### Problem statement
Lay out the stretch from the start of the rows through the line that contains "x=450 y=355" as a numbered list. Skip blank lines and leave the pictures out.

### Input data
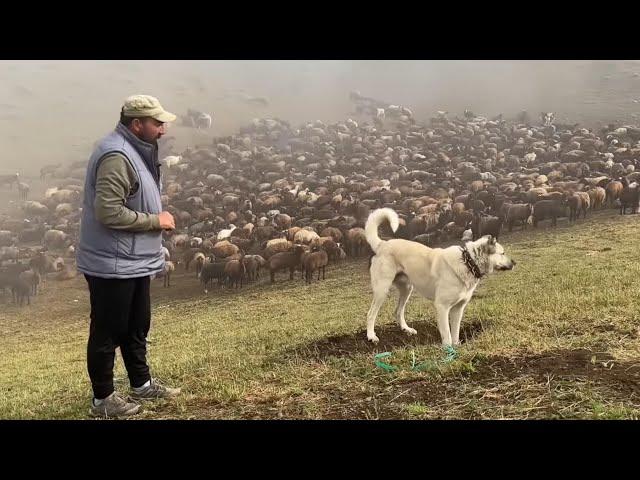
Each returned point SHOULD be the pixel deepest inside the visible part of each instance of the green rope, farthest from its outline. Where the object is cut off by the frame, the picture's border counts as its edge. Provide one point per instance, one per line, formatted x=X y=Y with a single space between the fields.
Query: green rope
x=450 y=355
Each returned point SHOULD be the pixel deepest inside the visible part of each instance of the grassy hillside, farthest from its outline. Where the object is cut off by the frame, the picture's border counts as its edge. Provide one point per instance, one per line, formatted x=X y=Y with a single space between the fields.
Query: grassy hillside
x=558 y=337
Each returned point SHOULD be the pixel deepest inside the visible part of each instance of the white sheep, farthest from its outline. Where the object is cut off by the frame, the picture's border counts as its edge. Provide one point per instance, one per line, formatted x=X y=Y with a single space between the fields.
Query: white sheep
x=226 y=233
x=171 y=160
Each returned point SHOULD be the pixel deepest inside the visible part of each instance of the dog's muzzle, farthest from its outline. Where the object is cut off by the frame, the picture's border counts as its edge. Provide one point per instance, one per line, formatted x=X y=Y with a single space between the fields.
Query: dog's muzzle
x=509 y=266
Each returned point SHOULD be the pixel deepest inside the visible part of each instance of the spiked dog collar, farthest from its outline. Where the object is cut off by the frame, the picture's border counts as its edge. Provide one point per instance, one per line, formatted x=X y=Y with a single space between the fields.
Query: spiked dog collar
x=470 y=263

### Correct response
1. Each returned point SHOULD be the pixel deepest inside the visible part of each instance of the green rope, farthest from its outline. Where the object is cut off by the frame, the picture's border counts as its edge. Provide one point per instance, one per line, formatted x=X y=Y with a single space between the fields.
2. Query: green rope
3. x=450 y=355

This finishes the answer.